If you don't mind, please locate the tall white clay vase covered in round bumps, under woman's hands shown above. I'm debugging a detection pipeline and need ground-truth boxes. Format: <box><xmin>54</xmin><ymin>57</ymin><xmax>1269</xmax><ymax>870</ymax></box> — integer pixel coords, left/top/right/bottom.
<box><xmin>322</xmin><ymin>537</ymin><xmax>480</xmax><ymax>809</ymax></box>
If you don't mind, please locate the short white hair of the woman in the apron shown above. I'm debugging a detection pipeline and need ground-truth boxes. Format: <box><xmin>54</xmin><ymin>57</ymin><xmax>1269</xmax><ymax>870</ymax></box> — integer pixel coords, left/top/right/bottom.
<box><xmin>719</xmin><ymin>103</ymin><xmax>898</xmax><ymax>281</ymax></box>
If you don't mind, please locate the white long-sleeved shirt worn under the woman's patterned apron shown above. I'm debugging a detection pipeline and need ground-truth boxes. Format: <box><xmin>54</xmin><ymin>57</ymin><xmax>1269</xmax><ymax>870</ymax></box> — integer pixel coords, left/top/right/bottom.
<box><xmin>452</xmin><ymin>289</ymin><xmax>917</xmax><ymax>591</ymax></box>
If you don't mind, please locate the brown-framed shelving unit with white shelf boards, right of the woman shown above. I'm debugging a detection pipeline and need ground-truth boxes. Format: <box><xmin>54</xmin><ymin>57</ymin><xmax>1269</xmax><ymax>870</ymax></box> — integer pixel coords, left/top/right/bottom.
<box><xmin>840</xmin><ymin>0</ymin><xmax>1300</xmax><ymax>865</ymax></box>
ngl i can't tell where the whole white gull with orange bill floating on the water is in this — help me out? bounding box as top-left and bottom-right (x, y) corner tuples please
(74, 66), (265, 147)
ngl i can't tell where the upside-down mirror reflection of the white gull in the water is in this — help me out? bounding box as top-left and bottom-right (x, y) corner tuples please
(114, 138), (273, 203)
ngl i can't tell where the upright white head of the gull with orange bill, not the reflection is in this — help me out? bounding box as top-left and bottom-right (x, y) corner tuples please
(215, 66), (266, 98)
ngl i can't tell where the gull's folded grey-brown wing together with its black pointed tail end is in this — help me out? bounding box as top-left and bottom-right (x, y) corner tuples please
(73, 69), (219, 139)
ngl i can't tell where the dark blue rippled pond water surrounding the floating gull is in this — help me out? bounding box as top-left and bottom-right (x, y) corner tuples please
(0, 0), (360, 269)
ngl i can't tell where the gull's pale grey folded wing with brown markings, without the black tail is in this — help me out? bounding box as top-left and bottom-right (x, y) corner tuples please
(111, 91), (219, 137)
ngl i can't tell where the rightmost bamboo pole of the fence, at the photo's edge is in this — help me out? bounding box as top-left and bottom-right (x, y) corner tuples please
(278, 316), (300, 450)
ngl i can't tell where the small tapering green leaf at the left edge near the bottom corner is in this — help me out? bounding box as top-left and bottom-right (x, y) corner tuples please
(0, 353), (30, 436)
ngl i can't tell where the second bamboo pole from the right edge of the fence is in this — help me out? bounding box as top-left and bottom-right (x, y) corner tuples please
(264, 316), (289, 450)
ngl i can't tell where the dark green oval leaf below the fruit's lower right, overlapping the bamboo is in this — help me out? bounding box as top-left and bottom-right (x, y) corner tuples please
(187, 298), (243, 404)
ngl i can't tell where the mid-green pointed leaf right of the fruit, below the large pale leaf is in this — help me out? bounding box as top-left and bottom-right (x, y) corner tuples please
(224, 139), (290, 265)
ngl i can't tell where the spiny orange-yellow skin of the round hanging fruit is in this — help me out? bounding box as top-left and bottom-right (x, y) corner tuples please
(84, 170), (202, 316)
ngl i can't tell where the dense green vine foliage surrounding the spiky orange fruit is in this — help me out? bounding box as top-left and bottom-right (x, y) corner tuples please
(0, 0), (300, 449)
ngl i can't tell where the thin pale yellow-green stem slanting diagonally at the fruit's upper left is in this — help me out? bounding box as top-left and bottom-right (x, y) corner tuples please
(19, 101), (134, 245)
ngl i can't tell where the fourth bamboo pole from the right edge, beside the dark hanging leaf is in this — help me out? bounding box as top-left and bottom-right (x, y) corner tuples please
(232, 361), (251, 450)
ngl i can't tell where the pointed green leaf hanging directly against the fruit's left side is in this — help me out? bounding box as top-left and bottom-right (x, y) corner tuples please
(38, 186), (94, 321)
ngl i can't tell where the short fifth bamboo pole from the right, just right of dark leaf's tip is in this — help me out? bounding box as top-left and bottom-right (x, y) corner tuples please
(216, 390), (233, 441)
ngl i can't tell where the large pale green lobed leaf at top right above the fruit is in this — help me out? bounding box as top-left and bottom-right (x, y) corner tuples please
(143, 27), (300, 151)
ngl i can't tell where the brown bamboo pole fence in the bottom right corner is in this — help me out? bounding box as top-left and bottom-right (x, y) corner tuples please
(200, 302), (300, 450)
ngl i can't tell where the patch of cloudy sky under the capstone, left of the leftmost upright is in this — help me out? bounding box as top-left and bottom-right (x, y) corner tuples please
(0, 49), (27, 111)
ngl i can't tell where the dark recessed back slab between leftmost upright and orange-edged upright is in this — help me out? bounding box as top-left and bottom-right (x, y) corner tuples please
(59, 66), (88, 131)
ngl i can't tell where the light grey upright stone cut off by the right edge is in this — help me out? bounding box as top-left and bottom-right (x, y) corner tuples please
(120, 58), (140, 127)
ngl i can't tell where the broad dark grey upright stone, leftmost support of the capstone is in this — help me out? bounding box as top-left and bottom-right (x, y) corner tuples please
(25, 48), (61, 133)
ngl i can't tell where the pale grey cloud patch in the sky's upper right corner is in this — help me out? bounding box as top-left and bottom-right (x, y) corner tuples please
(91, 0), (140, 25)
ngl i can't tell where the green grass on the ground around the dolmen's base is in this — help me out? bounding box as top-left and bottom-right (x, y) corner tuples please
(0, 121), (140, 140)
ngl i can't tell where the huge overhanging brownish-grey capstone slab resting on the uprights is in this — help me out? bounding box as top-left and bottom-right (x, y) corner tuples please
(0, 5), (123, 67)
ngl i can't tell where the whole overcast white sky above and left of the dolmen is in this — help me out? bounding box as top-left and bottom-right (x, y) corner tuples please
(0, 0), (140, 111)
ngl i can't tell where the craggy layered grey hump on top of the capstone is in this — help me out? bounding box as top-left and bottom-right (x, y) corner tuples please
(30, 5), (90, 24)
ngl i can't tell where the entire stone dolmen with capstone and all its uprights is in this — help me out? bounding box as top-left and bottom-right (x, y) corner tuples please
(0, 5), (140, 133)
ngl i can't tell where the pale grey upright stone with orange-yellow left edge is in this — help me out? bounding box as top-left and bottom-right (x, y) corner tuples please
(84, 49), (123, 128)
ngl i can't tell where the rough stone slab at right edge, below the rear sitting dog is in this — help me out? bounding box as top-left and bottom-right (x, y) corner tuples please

▶ [What the task requires] Find "ngl i can't tell where the entire" in the entries above, then repeat its line and all lines after it exactly, down to the last line.

▶ [Result for this exercise]
ngl i can't tell where the entire stone dolmen with capstone and all its uprights is in this — help me out? bounding box as top-left and bottom-right (x, y) corner tuples please
(0, 5), (140, 133)
ngl i can't tell where the pale grey upright stone with orange-yellow left edge is in this — help me out? bounding box as top-left and bottom-right (x, y) corner tuples please
(84, 49), (123, 128)
ngl i can't tell where the rough stone slab at right edge, below the rear sitting dog is in this — help me out? bounding box as top-left and bottom-right (x, y) corner tuples please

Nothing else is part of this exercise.